◆ Exercise aim ◆
Render the items, starting at the first line and ending at the line that contains "(1244, 427)" (both ends included), as a Markdown table with the columns Row and Line. Omit blank lines.

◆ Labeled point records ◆
· · · ·

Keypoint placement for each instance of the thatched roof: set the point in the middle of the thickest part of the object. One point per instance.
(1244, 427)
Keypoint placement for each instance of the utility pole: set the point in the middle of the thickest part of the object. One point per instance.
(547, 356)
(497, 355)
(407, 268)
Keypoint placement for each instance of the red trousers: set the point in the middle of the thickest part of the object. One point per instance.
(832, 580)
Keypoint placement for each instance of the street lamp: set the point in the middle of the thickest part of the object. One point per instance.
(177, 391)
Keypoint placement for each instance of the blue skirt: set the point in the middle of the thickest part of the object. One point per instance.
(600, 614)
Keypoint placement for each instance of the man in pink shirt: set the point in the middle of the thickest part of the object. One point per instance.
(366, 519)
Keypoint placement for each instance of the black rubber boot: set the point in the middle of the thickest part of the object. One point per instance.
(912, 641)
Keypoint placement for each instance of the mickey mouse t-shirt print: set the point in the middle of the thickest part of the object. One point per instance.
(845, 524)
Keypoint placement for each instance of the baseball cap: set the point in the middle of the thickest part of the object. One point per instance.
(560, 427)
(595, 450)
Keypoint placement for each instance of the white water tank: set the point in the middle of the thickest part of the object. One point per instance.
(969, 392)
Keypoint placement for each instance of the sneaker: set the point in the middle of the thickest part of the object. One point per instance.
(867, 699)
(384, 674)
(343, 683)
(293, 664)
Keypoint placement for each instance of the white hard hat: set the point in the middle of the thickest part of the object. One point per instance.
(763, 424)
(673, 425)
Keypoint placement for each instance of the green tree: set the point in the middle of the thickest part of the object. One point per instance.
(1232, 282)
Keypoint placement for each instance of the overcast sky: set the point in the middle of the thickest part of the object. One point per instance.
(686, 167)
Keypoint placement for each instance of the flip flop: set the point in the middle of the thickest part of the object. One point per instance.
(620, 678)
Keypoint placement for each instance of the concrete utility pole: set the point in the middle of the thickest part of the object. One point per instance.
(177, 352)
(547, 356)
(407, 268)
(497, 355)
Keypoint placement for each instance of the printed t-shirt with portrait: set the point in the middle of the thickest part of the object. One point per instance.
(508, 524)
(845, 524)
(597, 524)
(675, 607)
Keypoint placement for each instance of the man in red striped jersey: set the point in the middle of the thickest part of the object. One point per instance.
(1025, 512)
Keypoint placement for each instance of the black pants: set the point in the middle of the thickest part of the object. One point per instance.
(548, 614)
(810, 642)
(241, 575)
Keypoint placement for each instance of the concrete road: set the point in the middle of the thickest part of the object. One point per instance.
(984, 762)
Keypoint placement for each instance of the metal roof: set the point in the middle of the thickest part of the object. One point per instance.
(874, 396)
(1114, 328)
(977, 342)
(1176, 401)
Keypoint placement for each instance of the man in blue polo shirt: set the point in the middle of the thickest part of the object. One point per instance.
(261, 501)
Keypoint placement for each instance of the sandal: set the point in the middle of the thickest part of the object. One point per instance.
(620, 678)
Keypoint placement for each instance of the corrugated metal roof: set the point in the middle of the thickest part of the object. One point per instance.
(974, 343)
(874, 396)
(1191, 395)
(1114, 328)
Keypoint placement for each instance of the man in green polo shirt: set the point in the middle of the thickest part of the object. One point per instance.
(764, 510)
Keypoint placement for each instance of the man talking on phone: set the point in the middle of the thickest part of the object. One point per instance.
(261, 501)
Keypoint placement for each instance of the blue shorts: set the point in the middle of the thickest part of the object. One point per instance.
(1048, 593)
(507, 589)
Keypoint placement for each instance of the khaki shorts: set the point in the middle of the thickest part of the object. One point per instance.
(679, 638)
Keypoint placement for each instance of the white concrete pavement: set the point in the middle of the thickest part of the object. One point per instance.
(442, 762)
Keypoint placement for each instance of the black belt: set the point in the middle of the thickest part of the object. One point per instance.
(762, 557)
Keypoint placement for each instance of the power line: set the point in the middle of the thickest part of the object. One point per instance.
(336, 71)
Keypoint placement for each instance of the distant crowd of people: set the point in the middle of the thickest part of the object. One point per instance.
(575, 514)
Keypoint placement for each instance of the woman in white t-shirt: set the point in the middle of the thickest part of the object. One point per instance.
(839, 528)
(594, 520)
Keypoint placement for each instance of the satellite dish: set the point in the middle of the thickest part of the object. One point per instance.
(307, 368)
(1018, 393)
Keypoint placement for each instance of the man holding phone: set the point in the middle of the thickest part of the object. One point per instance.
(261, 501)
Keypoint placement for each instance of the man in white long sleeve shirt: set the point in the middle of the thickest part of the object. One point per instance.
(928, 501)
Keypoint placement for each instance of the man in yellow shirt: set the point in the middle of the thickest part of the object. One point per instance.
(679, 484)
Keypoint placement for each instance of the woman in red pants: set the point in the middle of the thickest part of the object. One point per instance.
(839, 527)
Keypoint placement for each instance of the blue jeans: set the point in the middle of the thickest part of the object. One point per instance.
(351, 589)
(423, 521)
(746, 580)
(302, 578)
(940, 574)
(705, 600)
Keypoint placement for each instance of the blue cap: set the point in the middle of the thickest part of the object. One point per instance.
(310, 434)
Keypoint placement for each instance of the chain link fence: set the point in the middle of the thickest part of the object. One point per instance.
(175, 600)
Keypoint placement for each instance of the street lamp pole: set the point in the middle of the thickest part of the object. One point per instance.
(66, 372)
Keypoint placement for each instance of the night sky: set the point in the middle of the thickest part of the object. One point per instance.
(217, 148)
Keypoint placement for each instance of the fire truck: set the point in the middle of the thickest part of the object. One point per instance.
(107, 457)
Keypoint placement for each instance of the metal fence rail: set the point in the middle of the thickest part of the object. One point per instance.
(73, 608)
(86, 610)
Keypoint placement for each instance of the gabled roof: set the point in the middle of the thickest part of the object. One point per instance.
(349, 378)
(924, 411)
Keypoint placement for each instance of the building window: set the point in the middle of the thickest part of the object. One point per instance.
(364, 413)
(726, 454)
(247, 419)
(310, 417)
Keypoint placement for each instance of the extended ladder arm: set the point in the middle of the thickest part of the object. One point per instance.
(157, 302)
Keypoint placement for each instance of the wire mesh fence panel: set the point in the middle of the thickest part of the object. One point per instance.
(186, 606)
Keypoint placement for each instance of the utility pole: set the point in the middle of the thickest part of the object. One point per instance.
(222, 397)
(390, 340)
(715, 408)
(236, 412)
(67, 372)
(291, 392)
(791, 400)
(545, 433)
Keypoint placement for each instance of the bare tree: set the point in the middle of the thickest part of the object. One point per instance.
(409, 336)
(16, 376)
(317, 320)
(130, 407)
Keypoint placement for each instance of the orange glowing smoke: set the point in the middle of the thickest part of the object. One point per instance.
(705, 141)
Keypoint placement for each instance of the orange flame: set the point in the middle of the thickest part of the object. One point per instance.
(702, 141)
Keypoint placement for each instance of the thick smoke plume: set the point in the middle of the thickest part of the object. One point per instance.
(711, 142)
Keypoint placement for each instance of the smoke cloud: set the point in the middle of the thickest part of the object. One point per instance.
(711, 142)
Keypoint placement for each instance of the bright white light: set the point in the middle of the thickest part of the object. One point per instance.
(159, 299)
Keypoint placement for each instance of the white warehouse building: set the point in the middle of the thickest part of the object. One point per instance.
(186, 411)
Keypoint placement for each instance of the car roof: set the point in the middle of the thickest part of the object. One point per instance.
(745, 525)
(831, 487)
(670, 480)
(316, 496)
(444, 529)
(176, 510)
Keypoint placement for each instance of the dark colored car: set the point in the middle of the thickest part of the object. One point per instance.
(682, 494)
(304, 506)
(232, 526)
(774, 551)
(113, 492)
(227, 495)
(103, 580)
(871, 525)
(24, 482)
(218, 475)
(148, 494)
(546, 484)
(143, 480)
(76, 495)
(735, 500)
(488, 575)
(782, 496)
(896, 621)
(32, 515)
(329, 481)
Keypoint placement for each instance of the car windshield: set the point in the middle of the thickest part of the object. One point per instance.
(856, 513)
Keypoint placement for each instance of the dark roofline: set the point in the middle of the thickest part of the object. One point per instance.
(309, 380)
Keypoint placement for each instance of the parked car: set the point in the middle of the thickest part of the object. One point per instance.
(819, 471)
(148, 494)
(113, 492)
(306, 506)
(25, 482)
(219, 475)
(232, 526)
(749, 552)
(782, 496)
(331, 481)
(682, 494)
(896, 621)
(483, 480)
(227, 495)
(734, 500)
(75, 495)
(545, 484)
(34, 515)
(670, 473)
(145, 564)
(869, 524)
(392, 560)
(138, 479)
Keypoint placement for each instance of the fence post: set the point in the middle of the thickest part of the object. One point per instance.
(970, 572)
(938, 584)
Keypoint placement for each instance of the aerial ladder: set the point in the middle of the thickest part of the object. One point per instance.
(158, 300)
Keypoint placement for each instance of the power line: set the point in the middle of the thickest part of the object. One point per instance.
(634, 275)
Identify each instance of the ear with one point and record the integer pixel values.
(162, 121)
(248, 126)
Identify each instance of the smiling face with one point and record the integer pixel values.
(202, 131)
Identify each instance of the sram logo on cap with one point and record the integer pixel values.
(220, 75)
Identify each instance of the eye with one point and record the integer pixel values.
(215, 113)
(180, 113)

· · · ·

◆ Answer for the task ◆
| Row | Line |
|---|---|
| 1 | Keypoint placement for each instance of the thatched roof: set the point in the middle of the thickest part of the object. One point per instance. |
| 2 | (1244, 427) |